Aan delfstoffen bezit het land o.a. steenkool (in Lothian, Fife an Ayr) en ijzererts (in het zuidwesten, Strathclyde). Evenals in de overige delen van Groot-Brittannië loopt de mijnbouw terug.

De Schotse industrie is, met uitzondering van het noordoosten (Grampian), vrijwel geheel geconcentreerd in het centrale laagland. Het westelijk deel hiervan, met Glasgow als centrum, heeft zich minder gunstig ontwikkeld dan het oostelijk deel, met Edinburgh als centrum; het is te veel afhankelijk van de traditionele basisindustrieën als mijnbouw, scheepsbouw, staal- en textielindustrie, voorts whiskydistillatie. Vooral de ontwikkeling in de scheepsbouw is zorgwekkend; met regeringssteun en -opdrachten wordt getracht zoveel mogelijk werknemers in deze branche aan het werk te houden. Het zwaartepunt van de Schotse industrie heeft zich van het westen verlegd naar het zuidoosten en noordoosten, waar de aardolie van de Noordzee en lichte industrie voor nieuwe arbeidsplaatsen hebben gezorgd. Met name de region Grampian, met Aberdeen als belangrijkste stad, heeft zich gunstig ontwikkeld. Weliswaar zijn hier de traditionele industrieën (voedingsmiddelen, papier, whisky, machinebouw) achteruitgegaan, maar de aardoliewinning heeft hier nieuwe impulsen gegeven. De meest succesvolle branche in de Schotse industrie is de elektrotechnische industrie (o.m. in Glasgow, Edinburgh en Dundee), vooral op gang gekomen door buitenlandse (m.n. Amerikaanse) investeringen. De industrie op het gebied van de micro-elektronica is goed ontwikkeld. Tot de sterkere branches behoren ook de chemische en farmaceutische industrieën. De houtverwerkende industrie neemt in belang toe.

Traditionele exportartikelen zijn whisky, voor een belangrijk deel uitgevoerd naar de Verenigde Staten, wollen stoffen (tweed) en voedingsmiddelen (marmelade); de belangrijkste afnemers zijn Engeland en de Gemenebestlanden.

□ □ □ □

OPDRACHTEN:
A. Vat de passage over de Schotse industrie samen in twee zinnen.
B. Naar welk land gaat volgens de passage over de Schotse industrie een belangrijk deel van de uitgevoerde whisky?

VERZAMELDE ITEMS:
□ □ □ □

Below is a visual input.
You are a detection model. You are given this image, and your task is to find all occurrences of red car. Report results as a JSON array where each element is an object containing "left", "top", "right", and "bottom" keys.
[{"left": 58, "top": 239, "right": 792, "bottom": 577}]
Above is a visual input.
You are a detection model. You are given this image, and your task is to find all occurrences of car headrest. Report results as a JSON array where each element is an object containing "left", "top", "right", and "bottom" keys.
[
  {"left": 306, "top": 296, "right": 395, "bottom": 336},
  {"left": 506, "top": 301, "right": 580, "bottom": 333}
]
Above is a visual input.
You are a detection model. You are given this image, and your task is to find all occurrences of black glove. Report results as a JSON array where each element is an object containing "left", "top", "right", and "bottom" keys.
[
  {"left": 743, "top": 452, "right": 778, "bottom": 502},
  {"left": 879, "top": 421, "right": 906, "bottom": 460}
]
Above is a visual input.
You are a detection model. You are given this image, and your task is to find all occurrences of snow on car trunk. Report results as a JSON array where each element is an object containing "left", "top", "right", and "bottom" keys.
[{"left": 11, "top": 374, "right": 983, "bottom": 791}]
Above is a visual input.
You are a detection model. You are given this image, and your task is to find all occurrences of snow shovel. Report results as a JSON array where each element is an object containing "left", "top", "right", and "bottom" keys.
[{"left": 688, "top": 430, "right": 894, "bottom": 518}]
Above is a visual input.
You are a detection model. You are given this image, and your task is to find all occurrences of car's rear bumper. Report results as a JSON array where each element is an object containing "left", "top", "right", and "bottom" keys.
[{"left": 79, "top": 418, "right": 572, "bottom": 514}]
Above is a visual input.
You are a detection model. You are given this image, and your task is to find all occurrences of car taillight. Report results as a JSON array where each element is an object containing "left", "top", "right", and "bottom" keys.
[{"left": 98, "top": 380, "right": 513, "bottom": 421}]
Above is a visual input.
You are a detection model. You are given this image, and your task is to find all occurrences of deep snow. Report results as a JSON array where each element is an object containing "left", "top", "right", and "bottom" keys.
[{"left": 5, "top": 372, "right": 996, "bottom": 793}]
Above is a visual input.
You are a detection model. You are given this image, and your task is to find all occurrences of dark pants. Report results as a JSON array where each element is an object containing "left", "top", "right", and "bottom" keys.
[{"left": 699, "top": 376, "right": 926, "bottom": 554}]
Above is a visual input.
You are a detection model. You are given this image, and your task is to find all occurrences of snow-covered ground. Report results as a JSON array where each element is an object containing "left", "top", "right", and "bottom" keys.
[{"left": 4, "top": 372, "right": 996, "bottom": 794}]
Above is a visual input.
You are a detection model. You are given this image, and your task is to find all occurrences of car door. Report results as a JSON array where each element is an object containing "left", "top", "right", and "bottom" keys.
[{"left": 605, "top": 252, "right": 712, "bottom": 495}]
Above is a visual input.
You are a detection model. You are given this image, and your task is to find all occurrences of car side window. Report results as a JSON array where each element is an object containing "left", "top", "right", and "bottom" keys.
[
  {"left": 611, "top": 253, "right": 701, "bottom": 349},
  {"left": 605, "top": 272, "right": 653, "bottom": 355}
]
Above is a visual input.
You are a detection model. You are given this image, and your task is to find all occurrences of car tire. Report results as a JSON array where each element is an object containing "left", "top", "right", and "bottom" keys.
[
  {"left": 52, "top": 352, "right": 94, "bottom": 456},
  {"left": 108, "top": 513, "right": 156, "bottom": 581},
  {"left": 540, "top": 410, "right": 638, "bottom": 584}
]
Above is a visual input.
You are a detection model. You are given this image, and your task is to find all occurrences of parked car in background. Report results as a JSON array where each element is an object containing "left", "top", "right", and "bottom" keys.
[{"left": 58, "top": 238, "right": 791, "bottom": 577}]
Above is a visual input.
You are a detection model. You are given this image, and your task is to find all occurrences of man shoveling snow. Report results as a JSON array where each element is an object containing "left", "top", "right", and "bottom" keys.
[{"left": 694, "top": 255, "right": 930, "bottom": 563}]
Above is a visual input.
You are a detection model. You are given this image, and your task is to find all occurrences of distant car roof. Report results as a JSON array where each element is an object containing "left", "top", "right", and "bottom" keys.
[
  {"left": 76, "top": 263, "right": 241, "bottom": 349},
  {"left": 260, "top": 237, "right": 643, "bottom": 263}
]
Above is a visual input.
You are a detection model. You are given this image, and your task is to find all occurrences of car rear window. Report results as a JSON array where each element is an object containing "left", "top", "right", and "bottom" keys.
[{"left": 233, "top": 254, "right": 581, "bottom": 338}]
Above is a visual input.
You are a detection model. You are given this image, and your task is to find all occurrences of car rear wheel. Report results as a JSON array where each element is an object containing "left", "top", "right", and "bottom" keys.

□ □ □ □

ANTWOORDEN PER OPDRACHT:
A. De Schotse industrie zit vrijwel geheel in het centrale laagland, maar het zwaartepunt is verschoven van het westen rond Glasgow, dat te afhankelijk is van traditionele basisindustrieën, naar het zuidoosten en noordoosten, waar Noordzee-olie en lichte industrie nieuwe arbeidsplaatsen opleverden. De meest succesvolle branche is de elektrotechnische industrie, die vooral door buitenlandse investeringen op gang kwam, en traditionele exportartikelen zijn whisky, tweed en marmelade.

B. Naar de Verenigde Staten.